Entries from a dataset

------------------------------

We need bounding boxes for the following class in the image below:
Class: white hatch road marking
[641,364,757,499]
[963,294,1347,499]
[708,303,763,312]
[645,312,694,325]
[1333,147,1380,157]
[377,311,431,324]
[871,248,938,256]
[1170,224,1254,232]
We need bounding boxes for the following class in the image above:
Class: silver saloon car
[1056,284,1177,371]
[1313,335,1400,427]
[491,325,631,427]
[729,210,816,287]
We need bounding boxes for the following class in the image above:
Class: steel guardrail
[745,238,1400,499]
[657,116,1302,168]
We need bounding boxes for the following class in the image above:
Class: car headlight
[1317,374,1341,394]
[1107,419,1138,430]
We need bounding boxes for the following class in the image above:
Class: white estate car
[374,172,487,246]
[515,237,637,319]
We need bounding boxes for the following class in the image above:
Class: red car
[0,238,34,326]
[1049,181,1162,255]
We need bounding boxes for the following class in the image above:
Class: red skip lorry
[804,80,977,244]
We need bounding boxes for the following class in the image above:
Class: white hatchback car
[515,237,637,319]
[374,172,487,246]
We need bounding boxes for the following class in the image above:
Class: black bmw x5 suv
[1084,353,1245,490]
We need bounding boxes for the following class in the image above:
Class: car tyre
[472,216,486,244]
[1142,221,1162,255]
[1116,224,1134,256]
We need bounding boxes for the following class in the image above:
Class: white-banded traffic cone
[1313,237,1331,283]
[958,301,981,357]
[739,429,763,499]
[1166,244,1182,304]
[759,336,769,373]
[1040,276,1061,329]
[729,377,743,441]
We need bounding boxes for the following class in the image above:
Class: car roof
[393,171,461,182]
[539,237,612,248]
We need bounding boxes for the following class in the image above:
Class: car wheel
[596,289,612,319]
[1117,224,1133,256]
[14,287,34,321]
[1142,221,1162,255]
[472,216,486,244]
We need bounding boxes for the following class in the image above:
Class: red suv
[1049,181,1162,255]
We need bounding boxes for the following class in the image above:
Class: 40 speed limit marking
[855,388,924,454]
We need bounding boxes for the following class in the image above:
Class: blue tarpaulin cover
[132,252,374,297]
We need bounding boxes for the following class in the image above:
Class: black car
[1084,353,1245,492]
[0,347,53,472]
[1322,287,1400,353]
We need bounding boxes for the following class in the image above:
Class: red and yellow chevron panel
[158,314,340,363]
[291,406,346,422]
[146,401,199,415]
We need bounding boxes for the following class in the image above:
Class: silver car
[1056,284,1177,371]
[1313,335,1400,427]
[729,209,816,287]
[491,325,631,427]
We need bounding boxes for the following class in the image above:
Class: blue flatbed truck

------------------------------

**THE PROBLEM**: Gather each line of the records above that contains the word "marking".

**WRITTEN REPLY**:
Class: white hatch road marking
Class: 40 speed limit marking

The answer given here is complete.